───── READING TEXT

Amado undertook exhaustive testing during the 15 years he worked at Caves Primavera and has used the encapsulated yeast since the early 1990s. From the annual total of 400,000 bottles, he always did controlled experiments of at least 5%, i.e. 20,000 bottles, and confirms the advantages claimed by Proenol. Besides that, the fact that the secondary fermentation is slower means that it develops more delicate aromas, and the mousse has a finer, more persistent bubble.
The matter of remuage (the riddling process) is essential, as it has high labour costs. Remuage consists of turning the bottles slowly at an angle, so that the dead yeast cells accumulate at the neck of the bottle, from where the dégorgement (disgorging) will extract them later. Normally done by hand in pupitres (special racks), this specialised operation takes three months. Using a gyropalette and special machinery, it takes three weeks. With the encapsulated yeast, it takes 15 seconds and can be done by anyone, without having to invest in machinery.
After those 18 months, the encapsulated yeast delays the development of the aromas and flavours of the espumante. With longer ageing periods, wild yeast is better to add fatness and concentration, and the toasted and “pain grillé” notes that delight connoisseurs everywhere.
This was confirmed by Orlando Lourenço, head of the Murganheira group and president of the CVR Távora-Varosa. According to Lourenço, affectionately known in the field as ‘professor’ (and I suspect it’s not just because of his previous career as a teacher), wild yeast gives the wine greater complexity, and in his cellars, the second fermentation takes is done at 11°C, which can take 120 days.
The temperature is crucial, as every additional 3°C speeds up the fermentation in 30 days. At 11ºC, it is harder for the yeast to start fermentation. In the end, only the best survive, which ensures a more complete process and a far more delicate end result.
But Professor Orlando Lourenço doesn’t have anything against encapsulated yeast, quite the opposite, in fact – as long as the label is correct and there is no mention of “traditional method” or “classic method”. This is because the resulting sparkling wine doesn’t have the same complexity or longevity, and the gas doesn’t have the same pressure, and the consumer should be aware of that.
An enormous advantage of the immobilised yeast is that the process emphasises the quality of the base wine, and that leads the many winemakers who use the process (around 90% of the national market of espumantes) to be extra careful with the wines they select.
This was the decisive factor behind the general improvement of sparkling wines. The process became more accessible and producers less specialised, a bit like what has happened with Nespresso coffee capsules.
Murganheira uses only the traditional method with wild yeast. Each pressing originates five different musts, and the relatively low price of the grapes (around €1 per kilo, as opposed to the €6/kg in the Champagne region) means that only the best components can be used, with the remainder sold in bulk or distilled.
The improvement of Murganheira’s sparkling wines began in the 1980s, with a big investment in the vines and the development of the varietals, Portuguese yeast and the improvement of the traditional processes. The extraordinary granite cellars ensure a constant temperature of 12.3°C throughout the entire year, and the slow ageing process finishes the job.
Wild or immobilised by encapsulation, the truth is that there is a clear improvement in the general quality of the Portuguese espumante.
Espumante is a wine that deserves to be drunk throughout the year – at the beginning of a meal, when guests arrive, and throughout the first courses, with the acidity and delicate mousse cleaning the palate and contrasting with the nuances of the food, from the simplest to the most challenging. The “brut” variety has a tiny addition of sugar, making it more suited to the dinner table.

──────────

### PROBLEM SET
A - Render this sentence from the espumante text in Spanish: "Murganheira uses only the traditional method with wild yeast."
B - Reproduce the espumante text between "Amado undertook exhaustive" and "more persistent bubble.", inclusive.
C - According to the espumante text, how long does remuage take when done by hand in pupitres?
The material after the espumante text is separate from it.

───── DATA SHOWN

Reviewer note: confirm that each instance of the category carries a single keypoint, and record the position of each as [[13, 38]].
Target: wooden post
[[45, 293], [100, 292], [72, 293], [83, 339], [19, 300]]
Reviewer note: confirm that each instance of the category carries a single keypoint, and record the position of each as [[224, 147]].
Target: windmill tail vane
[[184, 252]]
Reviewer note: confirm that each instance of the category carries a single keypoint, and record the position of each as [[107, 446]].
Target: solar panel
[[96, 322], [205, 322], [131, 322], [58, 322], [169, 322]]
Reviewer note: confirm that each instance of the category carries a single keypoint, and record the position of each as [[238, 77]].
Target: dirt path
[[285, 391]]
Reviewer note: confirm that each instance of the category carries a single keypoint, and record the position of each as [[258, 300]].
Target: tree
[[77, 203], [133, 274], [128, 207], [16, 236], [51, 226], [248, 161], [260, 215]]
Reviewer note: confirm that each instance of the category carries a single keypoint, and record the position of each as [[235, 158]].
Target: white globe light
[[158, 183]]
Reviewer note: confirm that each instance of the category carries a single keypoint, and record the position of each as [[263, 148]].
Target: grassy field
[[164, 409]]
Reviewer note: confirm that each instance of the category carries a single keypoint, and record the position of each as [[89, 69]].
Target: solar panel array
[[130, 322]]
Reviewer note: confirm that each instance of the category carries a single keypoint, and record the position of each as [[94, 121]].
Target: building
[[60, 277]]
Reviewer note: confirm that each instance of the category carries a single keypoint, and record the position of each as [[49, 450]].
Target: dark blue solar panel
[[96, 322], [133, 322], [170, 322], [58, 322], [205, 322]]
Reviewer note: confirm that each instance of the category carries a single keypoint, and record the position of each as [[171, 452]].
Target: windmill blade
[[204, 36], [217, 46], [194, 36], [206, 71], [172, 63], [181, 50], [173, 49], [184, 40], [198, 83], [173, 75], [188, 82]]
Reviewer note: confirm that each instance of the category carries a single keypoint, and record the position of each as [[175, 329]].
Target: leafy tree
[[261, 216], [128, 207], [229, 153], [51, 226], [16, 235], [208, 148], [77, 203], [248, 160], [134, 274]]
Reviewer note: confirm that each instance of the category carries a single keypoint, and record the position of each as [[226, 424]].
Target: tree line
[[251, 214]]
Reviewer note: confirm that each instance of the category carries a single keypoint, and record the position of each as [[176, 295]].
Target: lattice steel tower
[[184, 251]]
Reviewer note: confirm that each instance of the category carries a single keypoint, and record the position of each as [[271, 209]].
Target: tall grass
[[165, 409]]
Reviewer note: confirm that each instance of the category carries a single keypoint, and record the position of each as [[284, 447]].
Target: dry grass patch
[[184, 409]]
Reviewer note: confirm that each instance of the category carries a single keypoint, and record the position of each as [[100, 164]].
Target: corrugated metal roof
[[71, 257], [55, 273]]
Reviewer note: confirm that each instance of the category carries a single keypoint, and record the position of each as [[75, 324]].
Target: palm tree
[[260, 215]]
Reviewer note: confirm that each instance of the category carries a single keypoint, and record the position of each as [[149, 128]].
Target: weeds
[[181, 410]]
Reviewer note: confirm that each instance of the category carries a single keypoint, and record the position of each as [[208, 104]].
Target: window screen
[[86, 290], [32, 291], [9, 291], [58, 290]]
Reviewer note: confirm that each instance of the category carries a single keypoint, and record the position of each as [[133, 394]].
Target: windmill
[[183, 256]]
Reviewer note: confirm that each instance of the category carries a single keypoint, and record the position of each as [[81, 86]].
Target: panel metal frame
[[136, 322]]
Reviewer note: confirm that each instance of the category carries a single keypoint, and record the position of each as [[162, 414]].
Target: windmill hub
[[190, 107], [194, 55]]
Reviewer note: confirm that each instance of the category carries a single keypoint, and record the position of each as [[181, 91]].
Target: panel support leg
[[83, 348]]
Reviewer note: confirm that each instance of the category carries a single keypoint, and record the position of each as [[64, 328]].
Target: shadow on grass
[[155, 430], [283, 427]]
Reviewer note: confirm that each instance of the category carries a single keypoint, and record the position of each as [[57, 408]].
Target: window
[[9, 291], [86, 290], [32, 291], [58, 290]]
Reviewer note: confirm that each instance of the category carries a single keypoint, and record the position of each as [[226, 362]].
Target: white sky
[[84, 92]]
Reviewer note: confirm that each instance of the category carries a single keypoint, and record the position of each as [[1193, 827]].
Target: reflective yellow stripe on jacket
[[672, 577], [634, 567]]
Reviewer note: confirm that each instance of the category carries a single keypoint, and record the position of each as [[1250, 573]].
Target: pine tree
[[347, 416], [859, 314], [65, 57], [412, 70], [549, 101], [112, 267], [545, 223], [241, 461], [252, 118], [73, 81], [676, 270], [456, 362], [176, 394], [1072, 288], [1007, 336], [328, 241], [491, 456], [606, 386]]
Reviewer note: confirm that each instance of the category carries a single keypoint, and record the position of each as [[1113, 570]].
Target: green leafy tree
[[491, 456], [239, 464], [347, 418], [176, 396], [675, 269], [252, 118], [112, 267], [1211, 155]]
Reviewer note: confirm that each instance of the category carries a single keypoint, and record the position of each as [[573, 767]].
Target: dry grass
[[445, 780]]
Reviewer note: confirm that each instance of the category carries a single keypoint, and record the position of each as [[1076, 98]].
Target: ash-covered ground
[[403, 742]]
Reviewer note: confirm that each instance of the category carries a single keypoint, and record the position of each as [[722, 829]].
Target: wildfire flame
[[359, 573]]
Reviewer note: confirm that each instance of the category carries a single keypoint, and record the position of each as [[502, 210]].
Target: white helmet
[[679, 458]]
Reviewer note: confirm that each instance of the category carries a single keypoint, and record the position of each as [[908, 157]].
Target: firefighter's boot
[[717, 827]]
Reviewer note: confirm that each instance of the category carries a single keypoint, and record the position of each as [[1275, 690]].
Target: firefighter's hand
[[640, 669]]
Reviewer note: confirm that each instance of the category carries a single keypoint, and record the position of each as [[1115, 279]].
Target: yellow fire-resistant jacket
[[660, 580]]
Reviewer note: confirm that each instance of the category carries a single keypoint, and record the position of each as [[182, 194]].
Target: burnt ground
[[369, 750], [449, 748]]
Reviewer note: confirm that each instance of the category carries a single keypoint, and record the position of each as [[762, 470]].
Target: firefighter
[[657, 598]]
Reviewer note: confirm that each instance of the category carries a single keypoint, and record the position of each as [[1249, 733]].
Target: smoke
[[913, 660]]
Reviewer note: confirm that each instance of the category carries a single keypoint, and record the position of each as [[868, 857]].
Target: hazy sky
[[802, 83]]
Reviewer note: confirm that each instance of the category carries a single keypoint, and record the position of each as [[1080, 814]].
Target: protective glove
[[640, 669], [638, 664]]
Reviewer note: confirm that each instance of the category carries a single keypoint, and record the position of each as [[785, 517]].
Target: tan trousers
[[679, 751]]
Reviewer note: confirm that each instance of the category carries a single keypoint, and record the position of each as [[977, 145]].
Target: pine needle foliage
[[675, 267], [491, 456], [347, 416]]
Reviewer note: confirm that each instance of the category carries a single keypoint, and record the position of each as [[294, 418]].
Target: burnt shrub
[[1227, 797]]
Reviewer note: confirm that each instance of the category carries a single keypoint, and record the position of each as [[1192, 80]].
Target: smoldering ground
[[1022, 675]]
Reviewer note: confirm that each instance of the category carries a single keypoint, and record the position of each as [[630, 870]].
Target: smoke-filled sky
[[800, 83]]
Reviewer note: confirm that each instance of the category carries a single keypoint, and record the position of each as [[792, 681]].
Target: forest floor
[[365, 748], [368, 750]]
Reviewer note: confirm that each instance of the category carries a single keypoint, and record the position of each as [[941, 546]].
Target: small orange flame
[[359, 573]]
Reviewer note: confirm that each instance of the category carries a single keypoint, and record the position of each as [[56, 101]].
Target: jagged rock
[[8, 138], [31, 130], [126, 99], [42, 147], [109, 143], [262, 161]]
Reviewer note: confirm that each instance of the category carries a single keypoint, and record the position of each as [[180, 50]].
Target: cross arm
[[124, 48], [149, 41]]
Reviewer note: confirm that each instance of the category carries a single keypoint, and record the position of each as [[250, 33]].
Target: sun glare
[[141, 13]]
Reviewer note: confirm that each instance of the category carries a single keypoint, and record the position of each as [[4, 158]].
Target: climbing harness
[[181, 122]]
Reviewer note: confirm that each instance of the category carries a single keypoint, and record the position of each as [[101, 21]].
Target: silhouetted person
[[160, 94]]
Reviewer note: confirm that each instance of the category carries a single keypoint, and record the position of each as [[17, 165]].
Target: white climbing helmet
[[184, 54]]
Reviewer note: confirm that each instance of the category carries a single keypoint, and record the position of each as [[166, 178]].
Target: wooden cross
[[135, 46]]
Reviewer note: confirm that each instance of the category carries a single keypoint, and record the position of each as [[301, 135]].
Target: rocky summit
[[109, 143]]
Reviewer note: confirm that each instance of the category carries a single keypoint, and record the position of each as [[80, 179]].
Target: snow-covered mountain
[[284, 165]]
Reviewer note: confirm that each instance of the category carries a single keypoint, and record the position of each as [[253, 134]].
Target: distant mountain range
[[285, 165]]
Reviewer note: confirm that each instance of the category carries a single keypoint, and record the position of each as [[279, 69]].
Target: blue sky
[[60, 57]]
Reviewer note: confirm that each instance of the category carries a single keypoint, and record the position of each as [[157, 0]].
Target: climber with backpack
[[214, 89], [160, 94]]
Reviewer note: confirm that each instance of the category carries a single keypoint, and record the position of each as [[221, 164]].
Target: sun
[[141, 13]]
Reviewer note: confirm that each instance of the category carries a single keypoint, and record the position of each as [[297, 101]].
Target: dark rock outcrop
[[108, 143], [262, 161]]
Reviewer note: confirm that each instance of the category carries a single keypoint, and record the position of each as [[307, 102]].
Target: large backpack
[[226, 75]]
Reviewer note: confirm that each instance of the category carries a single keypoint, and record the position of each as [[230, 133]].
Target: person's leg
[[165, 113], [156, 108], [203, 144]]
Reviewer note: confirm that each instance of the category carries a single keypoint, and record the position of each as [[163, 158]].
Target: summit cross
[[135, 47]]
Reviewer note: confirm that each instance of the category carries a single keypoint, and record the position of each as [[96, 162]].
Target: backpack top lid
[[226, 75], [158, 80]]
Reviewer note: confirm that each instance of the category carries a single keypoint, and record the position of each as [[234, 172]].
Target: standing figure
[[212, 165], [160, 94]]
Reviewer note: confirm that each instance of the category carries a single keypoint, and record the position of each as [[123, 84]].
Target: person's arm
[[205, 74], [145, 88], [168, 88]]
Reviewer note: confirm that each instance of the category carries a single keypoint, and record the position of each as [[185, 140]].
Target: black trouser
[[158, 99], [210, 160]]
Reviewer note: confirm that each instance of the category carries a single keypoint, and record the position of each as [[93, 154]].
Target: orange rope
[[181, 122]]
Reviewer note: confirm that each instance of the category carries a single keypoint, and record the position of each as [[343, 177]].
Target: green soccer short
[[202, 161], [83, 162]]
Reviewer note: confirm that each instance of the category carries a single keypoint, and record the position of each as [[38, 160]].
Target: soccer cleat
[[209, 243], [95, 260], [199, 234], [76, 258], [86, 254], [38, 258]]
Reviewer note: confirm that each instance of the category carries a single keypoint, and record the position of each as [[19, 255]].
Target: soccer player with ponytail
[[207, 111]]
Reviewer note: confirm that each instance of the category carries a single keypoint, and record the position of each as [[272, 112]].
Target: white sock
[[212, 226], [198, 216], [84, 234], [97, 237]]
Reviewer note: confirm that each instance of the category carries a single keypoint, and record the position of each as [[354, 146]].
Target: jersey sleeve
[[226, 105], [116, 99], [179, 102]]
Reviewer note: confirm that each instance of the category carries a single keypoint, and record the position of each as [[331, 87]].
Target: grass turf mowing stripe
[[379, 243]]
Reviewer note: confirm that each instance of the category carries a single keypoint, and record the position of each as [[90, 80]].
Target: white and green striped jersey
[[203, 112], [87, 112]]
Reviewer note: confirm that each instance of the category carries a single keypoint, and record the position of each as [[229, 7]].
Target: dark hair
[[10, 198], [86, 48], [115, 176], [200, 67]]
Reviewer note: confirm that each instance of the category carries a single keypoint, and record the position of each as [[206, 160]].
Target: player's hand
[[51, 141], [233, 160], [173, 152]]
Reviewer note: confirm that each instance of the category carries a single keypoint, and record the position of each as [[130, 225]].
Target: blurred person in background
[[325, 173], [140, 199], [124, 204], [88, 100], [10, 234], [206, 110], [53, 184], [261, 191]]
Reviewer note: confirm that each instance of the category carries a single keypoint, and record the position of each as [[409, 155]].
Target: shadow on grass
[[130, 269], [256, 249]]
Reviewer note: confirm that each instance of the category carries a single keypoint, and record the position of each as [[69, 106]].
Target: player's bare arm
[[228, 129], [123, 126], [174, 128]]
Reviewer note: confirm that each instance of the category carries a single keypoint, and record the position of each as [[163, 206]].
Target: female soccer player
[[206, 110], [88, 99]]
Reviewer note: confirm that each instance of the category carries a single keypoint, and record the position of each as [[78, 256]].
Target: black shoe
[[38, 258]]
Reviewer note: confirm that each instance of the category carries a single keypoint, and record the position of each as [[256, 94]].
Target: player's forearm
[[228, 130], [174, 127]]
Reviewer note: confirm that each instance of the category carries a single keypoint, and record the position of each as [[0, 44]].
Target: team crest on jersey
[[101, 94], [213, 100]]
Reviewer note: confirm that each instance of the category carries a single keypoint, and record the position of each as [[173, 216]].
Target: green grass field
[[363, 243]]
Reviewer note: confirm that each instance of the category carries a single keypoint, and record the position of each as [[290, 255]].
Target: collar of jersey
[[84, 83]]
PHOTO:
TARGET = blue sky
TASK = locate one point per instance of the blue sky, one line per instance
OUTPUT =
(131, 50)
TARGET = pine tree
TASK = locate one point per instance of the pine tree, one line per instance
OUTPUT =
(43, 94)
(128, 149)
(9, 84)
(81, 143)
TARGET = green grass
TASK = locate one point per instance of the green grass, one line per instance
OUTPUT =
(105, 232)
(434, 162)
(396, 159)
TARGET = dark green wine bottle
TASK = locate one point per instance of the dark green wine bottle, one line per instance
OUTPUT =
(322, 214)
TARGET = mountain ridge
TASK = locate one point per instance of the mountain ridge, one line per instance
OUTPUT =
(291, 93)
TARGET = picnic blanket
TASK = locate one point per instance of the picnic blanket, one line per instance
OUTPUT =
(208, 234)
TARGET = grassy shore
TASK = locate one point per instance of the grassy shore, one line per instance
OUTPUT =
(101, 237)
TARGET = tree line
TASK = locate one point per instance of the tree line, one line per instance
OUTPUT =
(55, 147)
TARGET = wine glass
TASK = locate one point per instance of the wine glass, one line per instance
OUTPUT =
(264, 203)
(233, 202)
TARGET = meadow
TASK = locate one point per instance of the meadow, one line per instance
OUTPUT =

──────────

### RESPONSES BY TASK
A - Murganheira utiliza únicamente el método tradicional con levadura salvaje.

B -
Amado undertook exhaustive testing during the 15 years he worked at Caves Primavera and has used the encapsulated yeast since the early 1990s. From the annual total of 400,000 bottles, he always did controlled experiments of at least 5%, i.e. 20,000 bottles, and confirms the advantages claimed by Proenol. Besides that, the fact that the secondary fermentation is slower means that it develops more delicate aromas, and the mousse has a finer, more persistent bubble.

C - Three months.